Kutipan Dokumen:
════
Jadi, sebab shalat ini tidak dilaksanakan secara berjama'ah
terus-menerus pada masa Rasulullah Shallallahu 'alaihi wa sallam
adalah kekhawatiran beliau Shallallahu 'alaihi wa sallam kalau-kalau
shalat ini diwajibkan atas umatnya. Dan sebab ini telah hilang dengan
wafatnya beliau Shallallahu 'alaihi wa sallam. karena dengan wafatnya
beliau berarti agama ini telah disempurnakan oleh Allah Azza wa Jalla,
tidak mungkin lagi ada penambahan. Dengan demikian, tinggallah hukum
disyariatkannya berjamaah dalam qiyam Ramadhan (baca tarawih) yang hal
itu dihidupkan oleh Umar bin al-Khaththab pada kekhalifaannya.

b). Jumlah Rakaatnya.
Menurut pendapat yang rajih (kuat), qiyam ramadhan dikerjakan 11
rakaat, dan boleh kurang darinya. Rasulullah Shallallahu 'alaihi wa
sallam tidak menentukan banyaknya maupun panjang bacaannya.

c). Waktunya.
════
Petunjuk Tugas: Ketik ulang kutipan tentang qiyam Ramadhan, semuanya mulai dari "b). Jumlah Rakaatnya." terus sampai "maupun panjang bacaannya.", tanpa mengubah satu huruf pun. Item-item ini tidak ada hubungannya dengan kutipan di atas.

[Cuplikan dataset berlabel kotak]
════
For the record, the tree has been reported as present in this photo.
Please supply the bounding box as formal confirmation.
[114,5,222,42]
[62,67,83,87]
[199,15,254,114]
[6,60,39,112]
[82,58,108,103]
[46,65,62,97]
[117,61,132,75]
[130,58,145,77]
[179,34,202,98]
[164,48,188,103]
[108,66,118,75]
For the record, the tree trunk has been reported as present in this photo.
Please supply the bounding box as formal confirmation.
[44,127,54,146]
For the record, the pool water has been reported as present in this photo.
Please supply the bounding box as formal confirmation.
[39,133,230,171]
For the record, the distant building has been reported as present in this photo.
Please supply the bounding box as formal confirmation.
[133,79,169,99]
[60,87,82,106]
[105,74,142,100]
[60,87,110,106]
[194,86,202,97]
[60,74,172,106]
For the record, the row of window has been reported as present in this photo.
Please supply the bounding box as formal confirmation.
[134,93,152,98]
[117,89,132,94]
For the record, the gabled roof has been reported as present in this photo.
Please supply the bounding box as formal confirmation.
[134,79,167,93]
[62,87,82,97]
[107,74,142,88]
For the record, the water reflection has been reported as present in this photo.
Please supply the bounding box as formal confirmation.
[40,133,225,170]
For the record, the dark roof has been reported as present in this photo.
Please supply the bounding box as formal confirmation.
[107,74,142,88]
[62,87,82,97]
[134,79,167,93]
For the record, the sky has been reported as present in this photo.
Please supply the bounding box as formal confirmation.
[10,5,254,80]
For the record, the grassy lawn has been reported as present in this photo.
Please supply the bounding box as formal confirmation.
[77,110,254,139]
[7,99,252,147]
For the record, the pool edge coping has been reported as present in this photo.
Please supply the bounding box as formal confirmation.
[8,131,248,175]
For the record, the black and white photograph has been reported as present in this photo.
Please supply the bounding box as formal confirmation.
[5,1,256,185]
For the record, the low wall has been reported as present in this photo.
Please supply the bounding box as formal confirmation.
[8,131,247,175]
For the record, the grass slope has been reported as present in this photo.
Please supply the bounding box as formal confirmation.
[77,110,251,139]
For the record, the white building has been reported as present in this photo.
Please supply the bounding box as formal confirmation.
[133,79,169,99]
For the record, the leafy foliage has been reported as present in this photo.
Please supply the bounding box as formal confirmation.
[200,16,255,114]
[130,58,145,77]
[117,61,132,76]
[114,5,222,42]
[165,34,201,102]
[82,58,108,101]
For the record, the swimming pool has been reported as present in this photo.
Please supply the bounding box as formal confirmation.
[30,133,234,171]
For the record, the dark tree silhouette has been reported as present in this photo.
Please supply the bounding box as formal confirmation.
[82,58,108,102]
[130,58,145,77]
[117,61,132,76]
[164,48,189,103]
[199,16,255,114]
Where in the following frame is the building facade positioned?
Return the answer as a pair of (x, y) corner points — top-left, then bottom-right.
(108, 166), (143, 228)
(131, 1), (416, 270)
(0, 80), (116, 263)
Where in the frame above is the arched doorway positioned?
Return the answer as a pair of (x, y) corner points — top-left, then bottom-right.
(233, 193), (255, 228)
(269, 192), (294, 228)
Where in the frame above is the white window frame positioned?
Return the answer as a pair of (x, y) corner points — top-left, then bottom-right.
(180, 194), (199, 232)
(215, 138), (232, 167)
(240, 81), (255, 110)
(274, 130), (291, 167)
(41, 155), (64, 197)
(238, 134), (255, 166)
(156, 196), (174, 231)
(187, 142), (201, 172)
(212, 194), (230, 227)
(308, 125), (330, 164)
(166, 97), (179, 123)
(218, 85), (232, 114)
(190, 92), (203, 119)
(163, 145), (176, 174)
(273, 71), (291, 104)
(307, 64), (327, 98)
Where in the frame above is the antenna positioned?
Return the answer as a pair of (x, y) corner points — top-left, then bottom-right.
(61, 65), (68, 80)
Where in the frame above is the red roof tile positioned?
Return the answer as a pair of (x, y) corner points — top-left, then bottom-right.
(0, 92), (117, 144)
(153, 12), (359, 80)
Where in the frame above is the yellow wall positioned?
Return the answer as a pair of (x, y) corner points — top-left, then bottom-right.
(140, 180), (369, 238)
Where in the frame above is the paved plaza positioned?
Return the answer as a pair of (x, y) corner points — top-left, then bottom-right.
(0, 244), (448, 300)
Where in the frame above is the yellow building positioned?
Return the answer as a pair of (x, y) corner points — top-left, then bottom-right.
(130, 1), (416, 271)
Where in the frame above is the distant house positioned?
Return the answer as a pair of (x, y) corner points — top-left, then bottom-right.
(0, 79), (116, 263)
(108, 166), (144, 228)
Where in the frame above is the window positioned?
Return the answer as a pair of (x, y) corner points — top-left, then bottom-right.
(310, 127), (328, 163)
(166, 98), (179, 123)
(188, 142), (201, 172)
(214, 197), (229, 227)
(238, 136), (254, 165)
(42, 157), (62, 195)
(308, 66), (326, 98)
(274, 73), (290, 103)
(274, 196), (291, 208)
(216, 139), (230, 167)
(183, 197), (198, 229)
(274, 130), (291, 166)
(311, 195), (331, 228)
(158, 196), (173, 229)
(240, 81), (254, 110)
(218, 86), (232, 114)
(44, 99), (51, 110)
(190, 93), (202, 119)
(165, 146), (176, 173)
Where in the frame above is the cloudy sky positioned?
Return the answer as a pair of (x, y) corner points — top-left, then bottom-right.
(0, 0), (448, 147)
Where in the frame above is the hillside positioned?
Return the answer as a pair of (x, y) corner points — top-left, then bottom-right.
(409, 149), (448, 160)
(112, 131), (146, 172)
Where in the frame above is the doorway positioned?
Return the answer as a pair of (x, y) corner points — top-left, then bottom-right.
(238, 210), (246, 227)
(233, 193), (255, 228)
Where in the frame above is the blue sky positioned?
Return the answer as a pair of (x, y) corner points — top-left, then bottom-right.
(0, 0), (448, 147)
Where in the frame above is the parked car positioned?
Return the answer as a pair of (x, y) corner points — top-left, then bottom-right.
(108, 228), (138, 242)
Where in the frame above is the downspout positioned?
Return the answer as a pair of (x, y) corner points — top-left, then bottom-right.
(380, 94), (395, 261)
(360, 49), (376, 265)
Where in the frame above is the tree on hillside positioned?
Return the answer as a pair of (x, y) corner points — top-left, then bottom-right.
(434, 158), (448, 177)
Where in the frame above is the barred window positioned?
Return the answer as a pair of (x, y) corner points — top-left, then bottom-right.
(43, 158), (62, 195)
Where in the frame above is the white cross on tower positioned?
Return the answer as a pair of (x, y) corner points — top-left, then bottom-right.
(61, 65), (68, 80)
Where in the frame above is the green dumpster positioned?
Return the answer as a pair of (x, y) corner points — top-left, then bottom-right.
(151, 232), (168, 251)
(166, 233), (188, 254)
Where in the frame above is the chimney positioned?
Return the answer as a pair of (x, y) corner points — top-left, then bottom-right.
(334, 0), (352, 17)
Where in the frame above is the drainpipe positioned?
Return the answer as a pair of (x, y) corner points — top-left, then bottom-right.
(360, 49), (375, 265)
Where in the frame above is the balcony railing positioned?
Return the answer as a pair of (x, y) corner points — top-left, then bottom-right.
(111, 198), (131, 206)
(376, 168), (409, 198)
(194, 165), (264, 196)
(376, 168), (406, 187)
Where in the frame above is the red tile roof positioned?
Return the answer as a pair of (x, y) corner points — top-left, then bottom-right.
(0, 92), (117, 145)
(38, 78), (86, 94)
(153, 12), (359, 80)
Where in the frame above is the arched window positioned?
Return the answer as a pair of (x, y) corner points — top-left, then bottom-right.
════
Contoh Jawaban:
b). Jumlah Rakaatnya.
Menurut pendapat yang rajih (kuat), qiyam ramadhan dikerjakan 11
rakaat, dan boleh kurang darinya. Rasulullah Shallallahu 'alaihi wa
sallam tidak menentukan banyaknya maupun panjang bacaannya.